→ Extracted text
- - - -

PB: I see a real difference in the way the words in the definitions sit on or in the canvas and the way the phrases in Hot Air Sincerely do. When I look at the definitions, Joseph Kosuth comes to mind initially while the smaller panels bring Jenny Holzer to mind. The definitions look somehow fragile as the words are disintegrating. The typeface is exactly the same in both series, but the definitions seem harder to read. The text is dense. The words seem to get swallowed up by the grain of the canvas, in the weft of the fabric. The small panels of Hot Air Sincerely are different. Each and every one of them is so poetic. Each entices the viewer to want to read the next. It is the same with the book where they are reproduced. One can enter the book at any point and read the page, and go forward or backward. Either way it works. Each page and each panel is a lovely little, oddly familiar Haiku.
JE: They feel different in the making or stitching as well.
PB: How did the text itself come about for each of the series?
JE: Well, I appropriated the text of the definitions verbatim from the OED, so they are less written by me than performed in the stitching. But I actively wrote the text for the panels. Though they are installed in three rows, there is a linear through line and if you read the piece or the book in order you will experience that line of thought.
PB: These short phrases feel like found or appropriated texts, but you say you wrote the piece and the panels have an order? Each phrase seems so perfect and self-contained.
JE: Writing it came about through a long process of culling, listening, reading, editing, arranging, and thinking up new stuff. A lot of the text in Hot Air Sincerely is found. There are song lyrics and common cliches, phrases taken from books or things I overheard. And some of it I made up as connective tissue between these other elements. Once I figured out what the argument was I started seeing the world through the project and everything I came across suddenly had potential. I started finding phrases and ideas as I read-bits of text and words that worked.
PB: And what is that argument?
JE: If you look at it, it is all about the relationship between language and image, or perception and conception and how these two things conflate. The feel of language, the touch of language, the sound of language. What language gives us. But also the other side of language which language can’t get to. The limits of language. This piece smashes all these things together. There’s this classic debate in philosophy: Which comes first, the word or the world? Basically Hot Air Sincerely problematizes that.
PB: Problematizing what exactly, the relationship between the body/the senses and language?
JE: Not exactly, problematizing language and the body but more broadly language and what you see. Perception, phenomenon, and empirical data, how you conceptualize that or understand that or give consciousness to that.
PB: Is this similar to Derrida’s ideas about language, about how it proceeds the subject and shapes meaning, making the subject in some sense provisional.

- - - -

→ Data lines
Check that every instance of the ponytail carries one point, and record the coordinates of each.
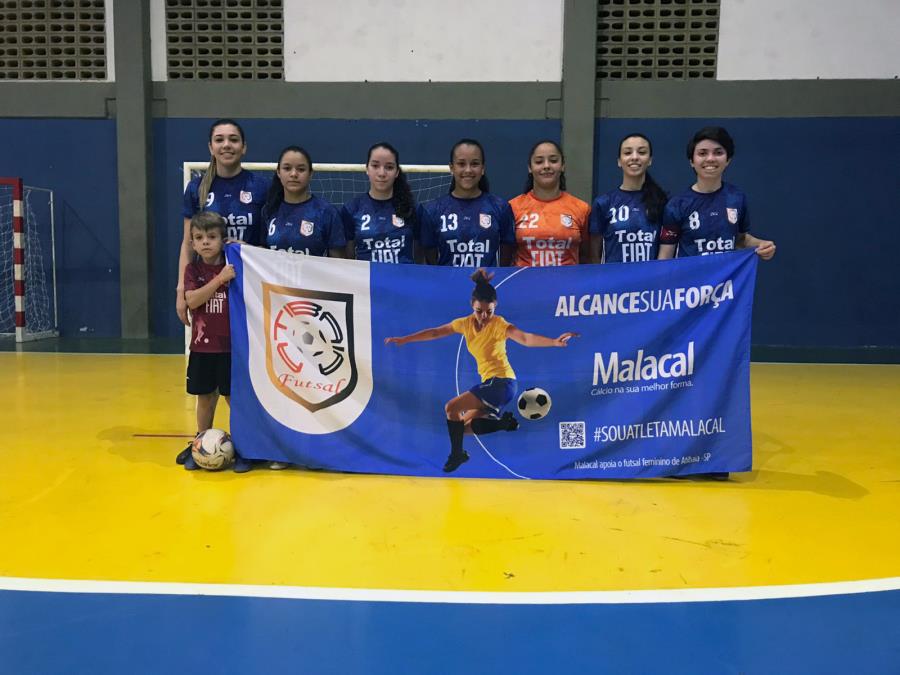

- - - -

→ What this exercise asks
**a)** Name every artist or thinker whom the interview mentions by name.
**b)** Reproduce the interview word for word, from "PB: And what" through "consciousness to that.", inclusive.
**c)** Continue the interview about Hot Air Sincerely after its final line.
The listing is unrelated to the interview.

→ Responses per task
**a)** Joseph Kosuth, Jenny Holzer, Derrida

**b)**
PB: And what is that argument?
JE: If you look at it, it is all about the relationship between language and image, or perception and conception and how these two things conflate. The feel of language, the touch of language, the sound of language. What language gives us. But also the other side of language which language can’t get to. The limits of language. This piece smashes all these things together. There’s this classic debate in philosophy: Which comes first, the word or the world? Basically Hot Air Sincerely problematizes that.
PB: Problematizing what exactly, the relationship between the body/the senses and language?
JE: Not exactly, problematizing language and the body but more broadly language and what you see. Perception, phenomenon, and empirical data, how you conceptualize that or understand that or give consciousness to that.

**c)**
JE: Perhaps, but more simply, I think there is a general way that we take in what we see very naively. I think we are naive realists in our day-to-day living. And there are strong pragmatic reasons for this. For example, I see you, and we are here in this space. I understand what I am taking in and I trust that we’re communicating okay. But the seeming transparency of our vision and the seeming immediacy of our language are deceptive. If I think about how I am even conscious that we are here in this space and we look like we look, it is all mediated through concept for me, it’s all mediated through language. I don’t have an experience of you and then my epiphenomenal understanding of you. They really come together. My language gives me you. This is just my basic understanding of the world. Not everyone believes that.
PB: But are you simply saying that all experience is mediated?
JE: Yeah, and so what, right? What’s the big deal? For me language is so much richer, more complex and invasive than we give it credit for. I want to foreground that complexity. Admittedly I’m using the word in an extremely broad sense; I’m deliberately not letting it be reduced to what we consciously think or say, that overt running commentary which narrates our experience. It’s much deeper than that. For me my linguistic self is my sensing self. I think Derrida is arguing something similar. You can’t get outside of language to understand the whole of language. You can’t get outside of the subject to understand what the subject is experiencing. There’s no transcendent or objective vantage point. I often go back to Lacan and his description of the mirror-stage. Once we are conscious of ourselves within language or within a symbolic realm, there’s no going back. There’s no reverting to a pre-symbolic state.
PB: I think you are saying that we don’t have any pure access to the world without language or conceptual frames; these frames might be psychological, theoretical, or linguistic. I see.
JE: All of that is the conceptual background of this work, things I like to think about that help explain my fascination with language. The work itself is not so overtly theory-driven. What’s here in Hot Air Sincerely is more light, and funny. It deals with how we actually use language in the world. The way, for example, we use the metaphor of a book to refer to another person: “I wish I had a talking book.” “You can read me like a book.” “You’re like a dirty French novel.”
PB: Yes, here is one that reads, “What’s your story?” Our perceptions and language are linked. But this piece pushes this notion away from the deep internal territory of the mind, and looks at how we deploy the linguistic ideas in the world. Deploy them out from our bodies into a world that is physical and embodied.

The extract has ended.